Document passage >>
_ _ _

The unlocked back door at Clark House, Woods Hole, Mass.

This commentary first appeared on Transom’s website and is republished here with permission.

Intro from Jay Allison: We have a significant, happy announcement to make here at Transom. The redoubtable Sophie Crane is joining us as Executive Director and leading the next iteration of our organization: the Transom Story Lab. We’re thrilled. Sophie comes to us after many jobs in podcasting, public radio, teaching, and more. All of us here have worked with Sophie before and we know how efficiently she gets things done — with strength and resourcefulness and heart. She’s a force and we trust her. From my point of view, as we approach Transom’s 25th anniversary, this feels like a great time to share the leadership. Transom began in the mission of public radio and has stayed true to that. Everything around us has become more commercialized, but we know there’s still a vital role for stories outside the marketplace. Those of us drawn to public radio in the early days wanted to dedicate ourselves to principles beyond financial success. We were drawn to the social purpose, the commitment to art, the power of a group of talented people pulling together with the same goals. The new Transom Story Lab is designed to champion all of that for the next 25 years and beyond. And I know Sophie will help get us there. Sophie has written a lovely inspiring manifesto about why she’s taking on this job and what she intends to build here with us. It represents some hope and purpose in a difficult time and we can all use that. Check out this exciting vision and join in. As for me, Jennifer Jerrett, Sydney Lewis, Viki Merrick, Rob Rosenthal, and the rest of the Transom family, we’ll be right here, working hard to make this happen. More to come …


Jay Allison, Transom’s founder, loves to tell a story about how in the 1970s he snuck in an unlocked back door of the old NPR building on M Street in downtown Washington, D.C., borrowed their equipment, and learned his trade.

_ _ _

Actions to take >>
1) Answer these questions about the Transom announcement.
(a) Who is joining Transom as Executive Director?
(b) Which anniversary is Transom approaching?
(c) On what street was the old NPR building that Jay Allison snuck into?
2) Translate this sentence from the Transom announcement into Spanish: "Transom began in the mission of public radio and has stayed true to that."
3) Copy the stretch of the Transom announcement from "Jay Allison, Transom’s" through "learned his trade.".

Data excerpt >>
_ _ _

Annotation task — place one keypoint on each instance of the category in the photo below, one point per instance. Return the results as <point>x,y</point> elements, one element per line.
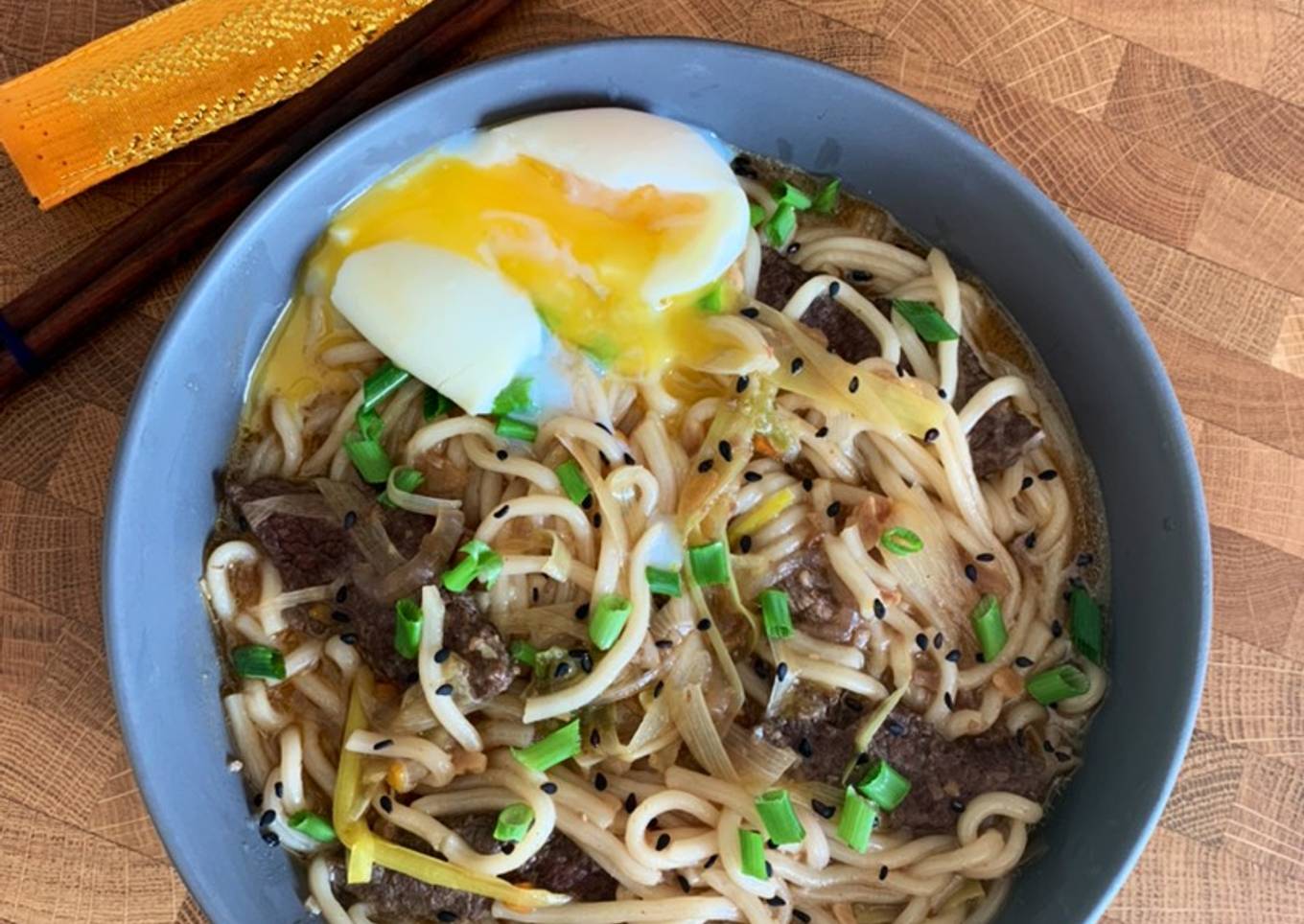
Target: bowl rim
<point>134,721</point>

_ _ _

Solution list >>
1)
(a) Sophie Crane
(b) Its 25th anniversary
(c) M Street, in downtown Washington, D.C.

2) Transom comenzó en la misión de la radio pública y se ha mantenido fiel a ella.

3)
Jay Allison, Transom’s founder, loves to tell a story about how in the 1970s he snuck in an unlocked back door of the old NPR building on M Street in downtown Washington, D.C., borrowed their equipment, and learned his trade.